==== SELECTED EXCERPT ====

Should the U.S. government ban TikTok? One FCC Commissioner says “yes”
One Federal Communications Commissioner, Brendan Carr, says it is time for The Council on Foreign Investment in the U.S. should take action that would ban TikTok. Carr’s concern is that the Chinese-owned company, which has 200 million downloads in the U.S., opens Americans to spying by the Chinese. The U.S. government became concerned enough about the security issues that U.S. soldiers are banned from downloading the app. In August, The Washington Post reports, the House of Representatives’ chief administrator warned House staff not to use the “high-risk” app. But many still do.
The FCC does not have the authority to regulate TikTok but as Axios points out, Congress does listen to the commissioner. Carr told Axios in an interview, “I don’t believe there is a path forward for anything other than a ban.” Other interview highlights:
- Carr highlighted concerns about U.S. data flowing back to China and the risk of a state actor using TikTok to covertly influence political processes in the United States.
- There simply isn’t “a world in which you could come up with sufficient protection on the data that you could have sufficient confidence that it’s not finding its way back into the hands of the [Chinese Communist Party],” Carr said.

====

THINGS TO DO -
**a)** Decide whether each statement agrees with the TikTok article, answering yes or no and quoting the words of the article that settle it: (i) The FCC has the authority to regulate TikTok. (ii) U.S. soldiers are banned from downloading the app. (iii) After the House chief administrator's warning, House staff stopped using the app.
**b)** Please reproduce the records from the line containing "TASK = point to the van, one" through the end of the records, inclusive, and give only those lines.

==== RECORDED DATA ====

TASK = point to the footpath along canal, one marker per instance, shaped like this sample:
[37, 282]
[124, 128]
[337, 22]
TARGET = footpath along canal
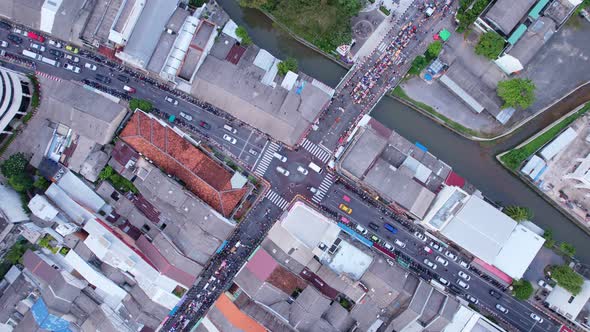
[474, 161]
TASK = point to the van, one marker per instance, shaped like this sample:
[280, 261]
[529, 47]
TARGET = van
[315, 167]
[32, 55]
[277, 155]
[230, 129]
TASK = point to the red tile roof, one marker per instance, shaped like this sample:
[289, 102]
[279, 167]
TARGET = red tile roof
[163, 265]
[202, 175]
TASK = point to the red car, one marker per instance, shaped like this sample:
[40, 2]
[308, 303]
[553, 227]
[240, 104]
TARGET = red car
[36, 37]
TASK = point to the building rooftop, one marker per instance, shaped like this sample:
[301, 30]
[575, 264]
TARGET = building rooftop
[178, 157]
[506, 14]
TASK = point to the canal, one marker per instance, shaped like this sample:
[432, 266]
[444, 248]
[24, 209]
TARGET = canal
[474, 161]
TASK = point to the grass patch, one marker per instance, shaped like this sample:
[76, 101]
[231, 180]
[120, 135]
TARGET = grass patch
[400, 93]
[516, 157]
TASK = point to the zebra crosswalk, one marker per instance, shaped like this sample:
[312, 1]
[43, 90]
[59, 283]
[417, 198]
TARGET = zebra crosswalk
[277, 199]
[318, 151]
[266, 158]
[323, 189]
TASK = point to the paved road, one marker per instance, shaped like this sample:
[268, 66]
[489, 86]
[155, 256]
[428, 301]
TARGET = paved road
[256, 152]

====

TASK-BY-TASK SOLUTIONS -
**a)**
(i) No: "The FCC does not have the authority to regulate TikTok"
(ii) Yes: "U.S. soldiers are banned from downloading the app"
(iii) No: "But many still do."

**b)**
TASK = point to the van, one marker per instance, shaped like this sample:
[280, 261]
[529, 47]
TARGET = van
[315, 167]
[32, 55]
[277, 155]
[230, 129]
TASK = point to the red tile roof, one marker per instance, shaped like this sample:
[289, 102]
[279, 167]
TARGET = red tile roof
[163, 265]
[202, 175]
TASK = point to the red car, one marker per instance, shaped like this sample:
[40, 2]
[308, 303]
[553, 227]
[240, 104]
TARGET = red car
[36, 37]
TASK = point to the building rooftop, one marker per instance, shaped like this sample:
[301, 30]
[575, 264]
TARGET = building rooftop
[178, 157]
[506, 14]
TASK = point to the canal, one marker per instance, shaped like this sample:
[432, 266]
[444, 248]
[24, 209]
TARGET = canal
[474, 161]
TASK = point to the grass patch, one marker per instance, shaped like this sample:
[76, 101]
[231, 180]
[120, 135]
TARGET = grass patch
[400, 93]
[516, 157]
TASK = point to the zebra crosswalk, one marker per instance, shaped like this sample:
[312, 1]
[43, 90]
[59, 283]
[417, 198]
TARGET = zebra crosswalk
[277, 199]
[318, 151]
[266, 158]
[323, 189]
TASK = point to the paved road, one marker per instance, shaped like this sample:
[268, 66]
[489, 86]
[155, 256]
[428, 301]
TARGET = paved road
[256, 152]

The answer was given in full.